## Directions
In your copy of the data, keep every word exact and include no pictures.

## Exercise data
---+---

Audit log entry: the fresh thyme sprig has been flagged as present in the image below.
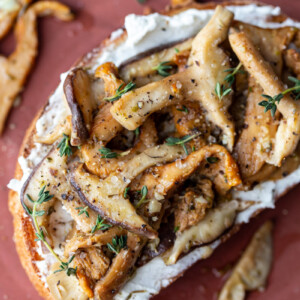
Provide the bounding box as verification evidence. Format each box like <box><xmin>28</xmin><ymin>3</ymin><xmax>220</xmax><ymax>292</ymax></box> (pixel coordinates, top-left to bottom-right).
<box><xmin>177</xmin><ymin>105</ymin><xmax>189</xmax><ymax>113</ymax></box>
<box><xmin>107</xmin><ymin>235</ymin><xmax>127</xmax><ymax>255</ymax></box>
<box><xmin>166</xmin><ymin>134</ymin><xmax>198</xmax><ymax>155</ymax></box>
<box><xmin>152</xmin><ymin>61</ymin><xmax>173</xmax><ymax>77</ymax></box>
<box><xmin>54</xmin><ymin>255</ymin><xmax>77</xmax><ymax>276</ymax></box>
<box><xmin>104</xmin><ymin>81</ymin><xmax>136</xmax><ymax>102</ymax></box>
<box><xmin>258</xmin><ymin>94</ymin><xmax>283</xmax><ymax>117</ymax></box>
<box><xmin>75</xmin><ymin>206</ymin><xmax>89</xmax><ymax>218</ymax></box>
<box><xmin>99</xmin><ymin>146</ymin><xmax>119</xmax><ymax>159</ymax></box>
<box><xmin>224</xmin><ymin>62</ymin><xmax>244</xmax><ymax>86</ymax></box>
<box><xmin>57</xmin><ymin>133</ymin><xmax>72</xmax><ymax>157</ymax></box>
<box><xmin>259</xmin><ymin>76</ymin><xmax>300</xmax><ymax>117</ymax></box>
<box><xmin>135</xmin><ymin>185</ymin><xmax>148</xmax><ymax>208</ymax></box>
<box><xmin>215</xmin><ymin>62</ymin><xmax>244</xmax><ymax>101</ymax></box>
<box><xmin>91</xmin><ymin>215</ymin><xmax>112</xmax><ymax>234</ymax></box>
<box><xmin>215</xmin><ymin>83</ymin><xmax>232</xmax><ymax>101</ymax></box>
<box><xmin>26</xmin><ymin>186</ymin><xmax>76</xmax><ymax>276</ymax></box>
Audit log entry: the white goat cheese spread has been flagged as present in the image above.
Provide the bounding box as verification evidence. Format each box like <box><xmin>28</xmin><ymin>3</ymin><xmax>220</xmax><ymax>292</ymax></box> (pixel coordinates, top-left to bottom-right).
<box><xmin>7</xmin><ymin>4</ymin><xmax>300</xmax><ymax>299</ymax></box>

---+---

## Exercise solution
Audit log entry: the fresh thyme sprig has been flagged as present in the image below.
Provide the bounding box as verification evidence. Format each box like <box><xmin>28</xmin><ymin>3</ymin><xmax>220</xmax><ymax>292</ymax></box> (pixel coordinates, top-left to bottom-right).
<box><xmin>177</xmin><ymin>105</ymin><xmax>189</xmax><ymax>113</ymax></box>
<box><xmin>107</xmin><ymin>235</ymin><xmax>127</xmax><ymax>255</ymax></box>
<box><xmin>166</xmin><ymin>134</ymin><xmax>198</xmax><ymax>155</ymax></box>
<box><xmin>152</xmin><ymin>61</ymin><xmax>173</xmax><ymax>77</ymax></box>
<box><xmin>54</xmin><ymin>255</ymin><xmax>77</xmax><ymax>276</ymax></box>
<box><xmin>104</xmin><ymin>81</ymin><xmax>136</xmax><ymax>102</ymax></box>
<box><xmin>258</xmin><ymin>94</ymin><xmax>283</xmax><ymax>117</ymax></box>
<box><xmin>75</xmin><ymin>206</ymin><xmax>89</xmax><ymax>218</ymax></box>
<box><xmin>99</xmin><ymin>146</ymin><xmax>119</xmax><ymax>159</ymax></box>
<box><xmin>224</xmin><ymin>62</ymin><xmax>244</xmax><ymax>86</ymax></box>
<box><xmin>57</xmin><ymin>133</ymin><xmax>72</xmax><ymax>157</ymax></box>
<box><xmin>259</xmin><ymin>76</ymin><xmax>300</xmax><ymax>117</ymax></box>
<box><xmin>135</xmin><ymin>185</ymin><xmax>148</xmax><ymax>208</ymax></box>
<box><xmin>215</xmin><ymin>62</ymin><xmax>244</xmax><ymax>101</ymax></box>
<box><xmin>91</xmin><ymin>215</ymin><xmax>112</xmax><ymax>234</ymax></box>
<box><xmin>215</xmin><ymin>83</ymin><xmax>232</xmax><ymax>101</ymax></box>
<box><xmin>26</xmin><ymin>186</ymin><xmax>76</xmax><ymax>276</ymax></box>
Audit log entry: the white goat cheese spread has been flagged as present in the image above.
Provide the bounding box as verification evidence. Format each box like <box><xmin>28</xmin><ymin>3</ymin><xmax>220</xmax><ymax>292</ymax></box> (pixel coordinates, top-left to bottom-right).
<box><xmin>7</xmin><ymin>4</ymin><xmax>300</xmax><ymax>299</ymax></box>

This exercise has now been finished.